## Requirements
Reproduce word for word the records below, from the line with "Would you be able to point at the curved" up to and including the last line of the records.

## Data listing
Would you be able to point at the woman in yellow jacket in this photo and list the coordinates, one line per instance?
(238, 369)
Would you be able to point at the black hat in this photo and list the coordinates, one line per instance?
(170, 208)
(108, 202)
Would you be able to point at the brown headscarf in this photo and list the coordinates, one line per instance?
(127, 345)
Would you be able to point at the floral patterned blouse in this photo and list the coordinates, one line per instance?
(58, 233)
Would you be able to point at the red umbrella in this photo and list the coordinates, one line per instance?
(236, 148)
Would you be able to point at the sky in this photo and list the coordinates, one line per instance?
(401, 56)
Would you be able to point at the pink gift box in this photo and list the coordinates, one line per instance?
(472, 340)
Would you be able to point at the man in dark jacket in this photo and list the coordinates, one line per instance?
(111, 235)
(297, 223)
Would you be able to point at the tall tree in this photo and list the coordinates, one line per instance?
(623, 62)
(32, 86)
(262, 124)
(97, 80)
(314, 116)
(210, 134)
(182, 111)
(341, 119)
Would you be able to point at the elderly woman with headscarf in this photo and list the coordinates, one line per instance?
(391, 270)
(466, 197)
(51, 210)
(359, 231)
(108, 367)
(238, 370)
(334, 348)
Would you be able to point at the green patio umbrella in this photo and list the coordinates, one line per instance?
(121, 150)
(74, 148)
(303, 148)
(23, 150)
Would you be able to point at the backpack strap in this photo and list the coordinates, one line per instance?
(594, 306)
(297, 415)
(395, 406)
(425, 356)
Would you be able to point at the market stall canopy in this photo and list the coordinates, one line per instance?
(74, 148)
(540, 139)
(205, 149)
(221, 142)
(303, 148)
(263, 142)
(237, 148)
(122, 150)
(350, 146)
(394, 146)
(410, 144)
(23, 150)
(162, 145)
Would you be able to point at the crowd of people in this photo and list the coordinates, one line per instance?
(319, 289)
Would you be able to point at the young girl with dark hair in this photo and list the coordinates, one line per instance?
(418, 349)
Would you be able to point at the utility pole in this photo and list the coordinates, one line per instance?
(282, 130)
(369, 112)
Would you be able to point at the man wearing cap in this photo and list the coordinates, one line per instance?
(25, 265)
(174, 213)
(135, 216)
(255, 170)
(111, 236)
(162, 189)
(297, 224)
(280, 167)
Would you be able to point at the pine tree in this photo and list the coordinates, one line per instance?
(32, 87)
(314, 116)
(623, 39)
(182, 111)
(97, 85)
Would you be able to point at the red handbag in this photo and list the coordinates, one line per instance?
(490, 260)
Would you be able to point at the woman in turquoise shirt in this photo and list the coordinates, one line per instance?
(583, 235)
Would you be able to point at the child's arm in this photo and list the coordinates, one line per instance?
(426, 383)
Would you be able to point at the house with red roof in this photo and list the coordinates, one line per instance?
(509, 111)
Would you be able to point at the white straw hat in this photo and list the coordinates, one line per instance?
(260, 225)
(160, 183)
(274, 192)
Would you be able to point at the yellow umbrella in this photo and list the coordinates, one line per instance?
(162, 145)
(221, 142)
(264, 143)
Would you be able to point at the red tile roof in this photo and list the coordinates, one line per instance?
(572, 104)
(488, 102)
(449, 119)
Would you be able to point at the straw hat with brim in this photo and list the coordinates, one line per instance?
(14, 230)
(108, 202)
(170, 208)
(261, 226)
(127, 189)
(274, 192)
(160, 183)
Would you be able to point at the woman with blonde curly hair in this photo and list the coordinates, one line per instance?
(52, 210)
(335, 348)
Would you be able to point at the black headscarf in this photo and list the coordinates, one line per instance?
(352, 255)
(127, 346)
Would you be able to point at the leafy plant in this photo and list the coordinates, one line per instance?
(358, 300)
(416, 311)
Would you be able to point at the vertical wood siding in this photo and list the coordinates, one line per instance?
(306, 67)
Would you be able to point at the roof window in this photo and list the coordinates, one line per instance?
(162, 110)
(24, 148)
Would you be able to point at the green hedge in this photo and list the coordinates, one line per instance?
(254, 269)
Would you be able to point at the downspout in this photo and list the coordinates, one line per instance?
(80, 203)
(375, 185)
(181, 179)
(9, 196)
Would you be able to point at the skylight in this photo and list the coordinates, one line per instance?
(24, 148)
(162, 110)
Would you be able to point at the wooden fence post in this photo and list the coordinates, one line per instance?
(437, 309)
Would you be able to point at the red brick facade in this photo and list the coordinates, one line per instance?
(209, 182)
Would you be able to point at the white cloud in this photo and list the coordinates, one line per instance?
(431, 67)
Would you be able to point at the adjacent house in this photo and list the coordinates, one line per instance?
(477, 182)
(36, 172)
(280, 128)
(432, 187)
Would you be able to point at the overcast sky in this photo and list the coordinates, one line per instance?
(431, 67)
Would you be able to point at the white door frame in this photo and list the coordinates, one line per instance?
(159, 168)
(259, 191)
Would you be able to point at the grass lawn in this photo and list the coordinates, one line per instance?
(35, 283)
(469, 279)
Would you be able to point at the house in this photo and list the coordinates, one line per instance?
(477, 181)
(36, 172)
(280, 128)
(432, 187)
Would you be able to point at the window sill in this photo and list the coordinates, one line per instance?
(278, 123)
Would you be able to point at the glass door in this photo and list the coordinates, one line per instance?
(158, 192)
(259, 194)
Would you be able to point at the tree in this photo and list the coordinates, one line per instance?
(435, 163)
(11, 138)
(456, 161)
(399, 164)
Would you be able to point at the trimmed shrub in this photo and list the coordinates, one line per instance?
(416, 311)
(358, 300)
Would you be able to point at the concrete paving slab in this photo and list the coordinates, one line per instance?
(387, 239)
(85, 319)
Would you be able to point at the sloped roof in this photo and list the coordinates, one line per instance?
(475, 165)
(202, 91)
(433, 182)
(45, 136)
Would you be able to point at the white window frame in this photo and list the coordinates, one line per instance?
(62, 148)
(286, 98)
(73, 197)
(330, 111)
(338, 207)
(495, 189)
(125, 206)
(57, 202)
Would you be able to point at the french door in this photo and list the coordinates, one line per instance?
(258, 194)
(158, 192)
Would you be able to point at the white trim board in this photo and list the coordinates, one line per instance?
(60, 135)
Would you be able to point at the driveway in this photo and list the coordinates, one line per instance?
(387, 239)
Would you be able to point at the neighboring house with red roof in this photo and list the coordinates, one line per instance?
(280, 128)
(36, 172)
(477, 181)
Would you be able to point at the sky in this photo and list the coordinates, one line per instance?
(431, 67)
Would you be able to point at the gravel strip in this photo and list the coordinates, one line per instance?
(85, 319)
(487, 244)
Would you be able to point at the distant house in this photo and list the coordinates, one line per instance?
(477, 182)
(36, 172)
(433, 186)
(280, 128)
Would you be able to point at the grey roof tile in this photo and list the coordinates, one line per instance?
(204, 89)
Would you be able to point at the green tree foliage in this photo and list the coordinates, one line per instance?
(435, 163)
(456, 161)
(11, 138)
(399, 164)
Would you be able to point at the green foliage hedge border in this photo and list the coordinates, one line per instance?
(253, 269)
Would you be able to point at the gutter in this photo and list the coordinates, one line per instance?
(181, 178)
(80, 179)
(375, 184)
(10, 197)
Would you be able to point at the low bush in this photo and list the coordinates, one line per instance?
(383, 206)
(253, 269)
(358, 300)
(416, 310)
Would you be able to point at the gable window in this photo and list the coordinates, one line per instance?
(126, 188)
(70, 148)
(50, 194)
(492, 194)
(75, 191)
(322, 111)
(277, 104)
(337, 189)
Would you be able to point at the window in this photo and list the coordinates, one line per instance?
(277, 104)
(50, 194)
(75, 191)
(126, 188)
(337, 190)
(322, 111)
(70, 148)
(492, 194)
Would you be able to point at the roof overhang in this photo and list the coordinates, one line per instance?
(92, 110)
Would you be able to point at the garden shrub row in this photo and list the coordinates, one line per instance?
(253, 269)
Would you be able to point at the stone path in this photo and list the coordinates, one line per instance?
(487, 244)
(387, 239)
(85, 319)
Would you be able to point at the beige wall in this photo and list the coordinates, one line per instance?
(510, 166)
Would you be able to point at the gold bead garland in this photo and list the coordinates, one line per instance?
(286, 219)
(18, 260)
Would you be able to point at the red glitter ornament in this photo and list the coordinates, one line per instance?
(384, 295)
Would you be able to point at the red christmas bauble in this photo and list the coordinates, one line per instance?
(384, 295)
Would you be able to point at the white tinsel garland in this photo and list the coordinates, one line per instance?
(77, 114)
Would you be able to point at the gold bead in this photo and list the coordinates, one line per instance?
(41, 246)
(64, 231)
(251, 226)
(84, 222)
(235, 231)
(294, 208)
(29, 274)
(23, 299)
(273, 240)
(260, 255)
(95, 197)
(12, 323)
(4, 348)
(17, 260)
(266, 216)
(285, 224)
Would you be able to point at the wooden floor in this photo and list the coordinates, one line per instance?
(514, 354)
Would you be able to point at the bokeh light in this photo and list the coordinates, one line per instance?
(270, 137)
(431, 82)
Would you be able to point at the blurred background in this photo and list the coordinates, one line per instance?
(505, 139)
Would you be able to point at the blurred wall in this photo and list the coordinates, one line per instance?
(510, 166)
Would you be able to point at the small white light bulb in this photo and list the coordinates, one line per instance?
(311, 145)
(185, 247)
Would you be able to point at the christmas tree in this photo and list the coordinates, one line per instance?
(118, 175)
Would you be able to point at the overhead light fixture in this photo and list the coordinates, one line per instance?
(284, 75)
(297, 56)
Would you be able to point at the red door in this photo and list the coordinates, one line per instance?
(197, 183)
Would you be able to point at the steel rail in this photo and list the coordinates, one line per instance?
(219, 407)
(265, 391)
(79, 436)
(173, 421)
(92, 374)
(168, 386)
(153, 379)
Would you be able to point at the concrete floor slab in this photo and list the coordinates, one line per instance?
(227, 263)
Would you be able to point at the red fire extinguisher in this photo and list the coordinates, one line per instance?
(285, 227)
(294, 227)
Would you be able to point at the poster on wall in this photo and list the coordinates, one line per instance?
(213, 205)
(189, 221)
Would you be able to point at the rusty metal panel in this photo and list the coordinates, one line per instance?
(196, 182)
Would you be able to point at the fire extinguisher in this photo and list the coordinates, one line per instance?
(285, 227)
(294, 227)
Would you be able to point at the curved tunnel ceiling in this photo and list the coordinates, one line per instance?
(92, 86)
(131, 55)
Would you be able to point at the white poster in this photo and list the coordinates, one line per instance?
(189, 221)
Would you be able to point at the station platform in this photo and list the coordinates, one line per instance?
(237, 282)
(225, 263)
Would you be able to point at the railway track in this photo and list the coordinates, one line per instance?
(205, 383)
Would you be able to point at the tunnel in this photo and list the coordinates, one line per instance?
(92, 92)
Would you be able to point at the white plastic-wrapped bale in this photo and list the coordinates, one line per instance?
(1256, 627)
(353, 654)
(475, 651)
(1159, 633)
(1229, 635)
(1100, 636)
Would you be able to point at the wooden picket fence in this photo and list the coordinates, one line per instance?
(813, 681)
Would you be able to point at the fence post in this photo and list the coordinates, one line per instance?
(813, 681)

## Result of this exercise
Would you be able to point at the curved tunnel ceiling in this photo and list the coordinates, one line per instance?
(92, 86)
(131, 55)
Would you be able to point at the white poster in this photo and list the coordinates, one line per instance?
(189, 221)
Would you be able to point at the station platform in this photo and list the coordinates, one line per instance?
(237, 282)
(225, 263)
Would you be able to point at the railway track in this photo and list the coordinates, one line per instance?
(205, 383)
Would you be able to point at the tunnel in this photo and list the coordinates, one line per instance?
(92, 92)
Would you be able to point at the white plastic-wrapped bale in this photo and list the coordinates, one line per instance?
(1256, 627)
(353, 654)
(475, 651)
(1159, 633)
(1229, 635)
(1100, 636)
Would you be able to point at the wooden picket fence in this photo and list the coordinates, one line per instance?
(813, 681)
Would you be able to point at the fence post in this photo and list the coordinates, one line per instance?
(813, 681)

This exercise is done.